MATERIAL SHOWN START
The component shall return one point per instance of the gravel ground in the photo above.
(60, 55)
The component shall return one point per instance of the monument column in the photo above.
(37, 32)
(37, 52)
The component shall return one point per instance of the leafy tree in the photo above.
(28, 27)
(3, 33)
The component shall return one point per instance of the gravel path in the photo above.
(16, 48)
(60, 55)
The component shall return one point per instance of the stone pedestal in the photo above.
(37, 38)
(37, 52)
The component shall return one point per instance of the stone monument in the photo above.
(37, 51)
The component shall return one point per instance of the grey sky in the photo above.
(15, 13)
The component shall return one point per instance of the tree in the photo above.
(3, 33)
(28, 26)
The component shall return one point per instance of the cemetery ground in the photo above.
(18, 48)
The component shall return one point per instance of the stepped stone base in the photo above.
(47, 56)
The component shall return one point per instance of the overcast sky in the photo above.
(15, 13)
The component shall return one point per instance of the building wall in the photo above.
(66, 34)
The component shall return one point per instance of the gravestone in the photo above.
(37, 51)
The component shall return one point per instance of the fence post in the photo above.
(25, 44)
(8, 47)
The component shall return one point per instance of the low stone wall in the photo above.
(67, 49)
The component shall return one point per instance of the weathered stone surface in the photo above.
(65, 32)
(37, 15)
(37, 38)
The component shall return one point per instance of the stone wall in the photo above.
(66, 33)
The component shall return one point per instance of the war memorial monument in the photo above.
MATERIAL SHOWN END
• [INSTRUCTIONS TO FOLLOW]
Return the line that contains "stone monument in the photo above.", along with every line after it in the data above, exactly and with nothing else.

• [COMPLETED EXERCISE]
The component shall return one point per instance of the stone monument in the photo above.
(37, 51)
The component shall return one point per instance of the grey sky in the photo above.
(15, 13)
The component shall return one point per instance of the tree in the photo above.
(3, 33)
(28, 26)
The component shall return one point per instance of the cemetery ground in the photo above.
(18, 48)
The component shall return one point per instance of the stepped stone base in the photo above.
(47, 56)
The component shall return one point per instance of the overcast sky in the photo above.
(15, 13)
The component shall return one point per instance of the building wall in the photo above.
(66, 34)
The component shall return one point per instance of the gravestone in the photo above.
(37, 51)
The component shall return one point per instance of the fence post in the photo above.
(25, 44)
(8, 47)
The component shall return one point per instance of the low stone wall in the photo above.
(67, 49)
The component shall return one point per instance of the weathered stone surface in the photo above.
(65, 32)
(37, 15)
(37, 38)
The component shall return one point per instance of the stone wall in the photo above.
(66, 33)
The component shall return one point per instance of the war memorial monument in the photo above.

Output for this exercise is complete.